→ **PASSAGE FOR REVIEW**
+ + + + +

Since this topic is as divisive as it gets, so your comments on it should be at maximum thoughtfulness and substantiveness right now.

Edit: we've unfortunately had to warn you about this many times - https://news.ycombinator.com/item?id=40779071. If you want to keep posting here, please fix this.


Dang, as much as I understand the point, what's happening is of the utmost gravity, and ignoring it or pretending that these people can be reasoned with is like giving them a free pass. Especially explicitly trolls account like the one attacking me first. I am certainly passionate about the topic maybe more than average, and I'm certainly more political than what this community might want to be. Nonetheless, my name is out there and I'm not really hiding or trolling, just expressing strong views. I understand and respect that HN thinks this won't lead to good conversations, and will just try to avoid the blood-boiling responses.


> It’s impossible to make a point with people like you

What a coincidence! I think exactly the same about you!


Please don't cross into personal attack yourself, regardless of what other commenters are doing, and please don't perpetuate flamewars on HN.

https://news.ycombinator.com/newsguidelines.html


[flagged]


The handmaid's tale is a book, a work of fiction about politics.

Many works of fiction provide political commentary.

There's no actual invisible hand of the free market either, just some pop-culture metaphor by some Scottish guy.


Yeah there a difference between popculture fiction written by hollywood with the intention to make a profit, and an essay by an actual philosopher intending to explain the workings of the real world.

I guess what im saying is that I agree that art is political, but some art is more rooted in reality and others are further from it. Why not make an art reference thats more relevant to reality to convey the argument?


[flagged]


life imitates art


Which art? The one that's cherry-picked? I read Harry Potter but I haven't seen too many wizards or dragons around lately.

+ + + + +

→ **INFORMATION GIVEN**

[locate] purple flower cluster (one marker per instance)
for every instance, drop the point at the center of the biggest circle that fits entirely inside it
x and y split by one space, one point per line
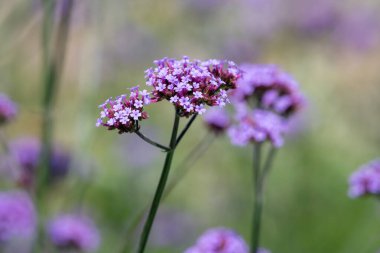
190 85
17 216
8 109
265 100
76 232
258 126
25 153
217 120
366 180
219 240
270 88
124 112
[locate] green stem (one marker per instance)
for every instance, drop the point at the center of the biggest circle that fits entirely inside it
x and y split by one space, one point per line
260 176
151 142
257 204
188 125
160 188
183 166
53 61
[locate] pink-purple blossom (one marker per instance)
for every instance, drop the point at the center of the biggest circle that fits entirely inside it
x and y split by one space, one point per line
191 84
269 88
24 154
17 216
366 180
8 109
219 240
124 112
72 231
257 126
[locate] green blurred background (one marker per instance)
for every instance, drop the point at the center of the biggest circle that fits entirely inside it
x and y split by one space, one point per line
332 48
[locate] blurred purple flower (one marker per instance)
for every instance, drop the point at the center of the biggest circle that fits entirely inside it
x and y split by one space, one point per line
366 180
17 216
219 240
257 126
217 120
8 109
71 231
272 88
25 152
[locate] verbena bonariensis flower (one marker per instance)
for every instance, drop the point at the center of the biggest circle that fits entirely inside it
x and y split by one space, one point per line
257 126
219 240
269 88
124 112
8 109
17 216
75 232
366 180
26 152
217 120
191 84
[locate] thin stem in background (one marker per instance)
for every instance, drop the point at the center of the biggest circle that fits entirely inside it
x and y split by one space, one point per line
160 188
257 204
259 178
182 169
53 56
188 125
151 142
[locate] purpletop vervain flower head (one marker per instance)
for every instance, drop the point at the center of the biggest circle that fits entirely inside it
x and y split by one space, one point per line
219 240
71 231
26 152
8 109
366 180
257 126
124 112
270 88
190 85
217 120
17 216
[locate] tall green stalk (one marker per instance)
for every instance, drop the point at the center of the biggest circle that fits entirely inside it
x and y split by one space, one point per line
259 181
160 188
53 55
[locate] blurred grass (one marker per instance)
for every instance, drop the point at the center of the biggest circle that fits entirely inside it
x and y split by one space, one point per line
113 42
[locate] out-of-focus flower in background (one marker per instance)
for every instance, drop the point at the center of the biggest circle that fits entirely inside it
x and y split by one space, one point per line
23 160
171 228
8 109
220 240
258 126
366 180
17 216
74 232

+ + + + +

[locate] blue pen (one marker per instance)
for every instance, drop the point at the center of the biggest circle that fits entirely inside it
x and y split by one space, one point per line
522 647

+ + + + +

→ **LIST OF TASKS**
**A)** Set down, word for word, the stretch of the comment thread from "Many works of" through "convey the argument?".
**B)** What kind of work does the comment thread say The Handmaid's Tale is?
**C)** Continue the comment thread about fiction and politics after its final comment.

→ **RESPONSES TO THE EXERCISE**
**A)**
Many works of fiction provide political commentary.

There's no actual invisible hand of the free market either, just some pop-culture metaphor by some Scottish guy.


Yeah there a difference between popculture fiction written by hollywood with the intention to make a profit, and an essay by an actual philosopher intending to explain the workings of the real world.

I guess what im saying is that I agree that art is political, but some art is more rooted in reality and others are further from it. Why not make an art reference thats more relevant to reality to convey the argument?

**B)** A book, a work of fiction about politics.

**C)**
Are you unaware that Harry Potter is about a Facist takeover of the wizarding world by people who insist on genetic purity and believe that mixed breeds and non-wizards should be wiped out, and done primarily by a nonviolent coup of the governing body of the wizarding world?


The Handmaid's Tale, a good book, you should read it sometime. Harry Potter is also interesting in that it tells a lot about its author and her world view.

What are you trying to argue anyway?


> The Handmaid's Tale, a good book, you should read it sometime.

Yes, I've read it, excellent book.

> What are you trying to argue anyway?

That "life imitates art" is not a generally true statement.


What a fascinating conversation we're having here.




Hilariously naive? Are you aware that fiction writers are usually demonstrating something about the real world? Have you ever read a thought experiment? Do you discount blueprints because they're not made from concrete and steel? Get outta here.


[flagged]


I struggle to remember the last time that anyone who wasn't made of straw said to trust the mainstream media.


This is like a Christian quoting scripture to an atheist, there are real world parallels of current events to draw from which carry substantially more weight.


Vacuous cliches this painfully stupid need to stay in high school theatre clubs where they belong.